[PROBLEM TO WORK ON] Copy the lines below verbatim, from the line containing "Planogram-check task. Target: gloved hand" to the line containing "point(128, 72)", both included.

## begin

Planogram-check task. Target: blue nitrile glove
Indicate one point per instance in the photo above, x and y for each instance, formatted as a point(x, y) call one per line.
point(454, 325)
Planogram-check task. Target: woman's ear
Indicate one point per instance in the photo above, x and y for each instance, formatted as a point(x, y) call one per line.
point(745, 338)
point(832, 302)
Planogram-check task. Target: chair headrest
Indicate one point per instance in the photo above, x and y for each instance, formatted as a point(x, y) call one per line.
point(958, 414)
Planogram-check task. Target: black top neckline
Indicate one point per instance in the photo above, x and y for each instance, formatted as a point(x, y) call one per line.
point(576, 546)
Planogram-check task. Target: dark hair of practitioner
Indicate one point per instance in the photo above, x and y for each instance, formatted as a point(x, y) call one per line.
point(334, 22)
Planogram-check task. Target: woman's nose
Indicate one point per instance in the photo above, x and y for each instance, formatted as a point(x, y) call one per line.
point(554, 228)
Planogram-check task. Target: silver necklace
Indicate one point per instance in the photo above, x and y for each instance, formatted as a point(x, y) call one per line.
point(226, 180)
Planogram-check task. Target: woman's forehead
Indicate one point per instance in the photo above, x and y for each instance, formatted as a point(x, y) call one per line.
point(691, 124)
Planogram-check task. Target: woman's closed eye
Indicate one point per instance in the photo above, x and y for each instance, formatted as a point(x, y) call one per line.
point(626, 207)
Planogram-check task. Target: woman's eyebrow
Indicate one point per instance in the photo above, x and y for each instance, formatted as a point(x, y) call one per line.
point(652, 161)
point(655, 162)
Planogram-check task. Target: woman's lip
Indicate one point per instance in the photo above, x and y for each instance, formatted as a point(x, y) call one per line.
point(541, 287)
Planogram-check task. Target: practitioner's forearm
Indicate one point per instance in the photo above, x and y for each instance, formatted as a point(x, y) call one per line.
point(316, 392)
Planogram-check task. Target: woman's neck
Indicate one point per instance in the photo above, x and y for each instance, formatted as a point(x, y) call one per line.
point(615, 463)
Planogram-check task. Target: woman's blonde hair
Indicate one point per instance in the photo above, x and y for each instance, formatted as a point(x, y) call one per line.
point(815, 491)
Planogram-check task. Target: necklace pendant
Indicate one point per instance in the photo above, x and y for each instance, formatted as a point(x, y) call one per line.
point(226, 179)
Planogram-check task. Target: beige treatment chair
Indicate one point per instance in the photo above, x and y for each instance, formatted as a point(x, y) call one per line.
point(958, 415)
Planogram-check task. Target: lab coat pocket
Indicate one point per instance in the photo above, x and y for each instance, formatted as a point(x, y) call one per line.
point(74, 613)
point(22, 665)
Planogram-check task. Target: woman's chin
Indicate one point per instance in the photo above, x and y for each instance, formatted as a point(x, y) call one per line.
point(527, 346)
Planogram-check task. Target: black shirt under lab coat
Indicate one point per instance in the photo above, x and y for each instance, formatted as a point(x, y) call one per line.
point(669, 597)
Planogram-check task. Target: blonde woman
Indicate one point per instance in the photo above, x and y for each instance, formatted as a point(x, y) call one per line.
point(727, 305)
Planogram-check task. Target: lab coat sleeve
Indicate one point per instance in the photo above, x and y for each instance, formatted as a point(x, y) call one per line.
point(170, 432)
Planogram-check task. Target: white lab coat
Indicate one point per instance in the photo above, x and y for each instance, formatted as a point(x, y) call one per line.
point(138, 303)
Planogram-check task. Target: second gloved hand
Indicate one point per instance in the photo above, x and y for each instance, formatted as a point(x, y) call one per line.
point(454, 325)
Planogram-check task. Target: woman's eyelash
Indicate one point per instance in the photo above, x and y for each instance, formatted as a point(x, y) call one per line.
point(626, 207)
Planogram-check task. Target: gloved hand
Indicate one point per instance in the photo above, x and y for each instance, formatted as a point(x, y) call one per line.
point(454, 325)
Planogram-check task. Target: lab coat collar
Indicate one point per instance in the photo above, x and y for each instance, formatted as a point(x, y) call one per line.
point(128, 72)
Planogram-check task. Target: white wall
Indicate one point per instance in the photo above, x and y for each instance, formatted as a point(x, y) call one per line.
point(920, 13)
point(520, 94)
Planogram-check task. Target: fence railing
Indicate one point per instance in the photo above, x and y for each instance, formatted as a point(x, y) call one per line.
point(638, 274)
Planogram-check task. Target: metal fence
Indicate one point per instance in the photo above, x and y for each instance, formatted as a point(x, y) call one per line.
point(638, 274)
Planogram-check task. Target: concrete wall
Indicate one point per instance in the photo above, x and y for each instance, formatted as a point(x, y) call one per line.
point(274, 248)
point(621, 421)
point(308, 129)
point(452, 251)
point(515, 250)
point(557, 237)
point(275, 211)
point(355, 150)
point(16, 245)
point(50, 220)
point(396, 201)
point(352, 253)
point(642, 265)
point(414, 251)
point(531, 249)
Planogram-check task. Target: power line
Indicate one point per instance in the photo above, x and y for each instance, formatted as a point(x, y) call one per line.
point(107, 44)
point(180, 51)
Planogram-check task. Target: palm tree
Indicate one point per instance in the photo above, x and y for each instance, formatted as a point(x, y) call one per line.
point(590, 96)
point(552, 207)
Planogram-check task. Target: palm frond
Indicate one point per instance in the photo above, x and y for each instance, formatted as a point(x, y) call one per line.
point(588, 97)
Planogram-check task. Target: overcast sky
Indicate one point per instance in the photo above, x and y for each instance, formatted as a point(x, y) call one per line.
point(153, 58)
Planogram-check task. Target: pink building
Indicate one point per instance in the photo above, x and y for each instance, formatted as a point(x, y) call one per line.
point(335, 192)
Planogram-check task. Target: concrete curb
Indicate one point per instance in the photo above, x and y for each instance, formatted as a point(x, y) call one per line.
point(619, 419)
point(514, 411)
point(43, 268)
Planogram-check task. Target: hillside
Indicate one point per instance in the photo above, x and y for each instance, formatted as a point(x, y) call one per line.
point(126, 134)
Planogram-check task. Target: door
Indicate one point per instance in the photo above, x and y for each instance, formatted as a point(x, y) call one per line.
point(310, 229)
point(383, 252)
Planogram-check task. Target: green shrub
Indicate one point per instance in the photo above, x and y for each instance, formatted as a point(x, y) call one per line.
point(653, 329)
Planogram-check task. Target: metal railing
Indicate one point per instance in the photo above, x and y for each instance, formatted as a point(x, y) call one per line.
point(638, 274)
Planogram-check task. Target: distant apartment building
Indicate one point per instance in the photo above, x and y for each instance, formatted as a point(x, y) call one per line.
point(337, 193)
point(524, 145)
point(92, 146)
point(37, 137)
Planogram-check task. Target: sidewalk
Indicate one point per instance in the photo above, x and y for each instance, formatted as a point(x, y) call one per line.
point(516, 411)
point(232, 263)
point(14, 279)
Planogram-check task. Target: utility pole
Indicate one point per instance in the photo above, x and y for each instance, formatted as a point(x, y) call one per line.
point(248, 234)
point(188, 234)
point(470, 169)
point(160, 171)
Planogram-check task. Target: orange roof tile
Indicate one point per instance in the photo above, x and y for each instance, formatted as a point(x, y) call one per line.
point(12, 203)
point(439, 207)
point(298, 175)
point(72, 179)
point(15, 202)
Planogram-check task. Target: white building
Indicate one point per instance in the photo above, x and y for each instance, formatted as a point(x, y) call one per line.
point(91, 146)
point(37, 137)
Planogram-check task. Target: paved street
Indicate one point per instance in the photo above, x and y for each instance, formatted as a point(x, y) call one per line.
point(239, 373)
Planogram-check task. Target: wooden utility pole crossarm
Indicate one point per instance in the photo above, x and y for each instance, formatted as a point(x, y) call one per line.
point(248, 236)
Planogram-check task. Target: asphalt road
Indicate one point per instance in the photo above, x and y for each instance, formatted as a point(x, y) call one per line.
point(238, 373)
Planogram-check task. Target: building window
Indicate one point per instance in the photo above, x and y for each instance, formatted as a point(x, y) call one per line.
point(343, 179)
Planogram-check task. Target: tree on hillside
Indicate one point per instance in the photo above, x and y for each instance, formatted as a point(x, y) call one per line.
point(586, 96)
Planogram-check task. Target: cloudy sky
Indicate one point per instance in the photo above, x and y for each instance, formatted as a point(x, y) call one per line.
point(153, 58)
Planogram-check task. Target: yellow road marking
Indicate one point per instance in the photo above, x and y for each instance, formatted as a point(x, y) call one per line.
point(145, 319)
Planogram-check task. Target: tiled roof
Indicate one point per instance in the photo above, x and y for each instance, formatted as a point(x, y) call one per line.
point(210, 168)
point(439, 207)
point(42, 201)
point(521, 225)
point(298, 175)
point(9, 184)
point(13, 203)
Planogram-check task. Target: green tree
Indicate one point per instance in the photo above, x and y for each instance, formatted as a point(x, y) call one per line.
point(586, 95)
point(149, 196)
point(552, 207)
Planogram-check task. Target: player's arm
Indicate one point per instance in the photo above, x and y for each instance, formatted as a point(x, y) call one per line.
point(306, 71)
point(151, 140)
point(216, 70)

## end

[SOLUTION TO THIS TASK]
Planogram-check task. Target: gloved hand
Indicate one point per instance in the photo above, x and y for each instance, formatted as a point(x, y) call one per line.
point(454, 325)
Planogram-check task. Target: lab coat collar
Indicate one point per instance in the photo above, x and y for each instance, formatted as a point(x, y) call one per line.
point(128, 72)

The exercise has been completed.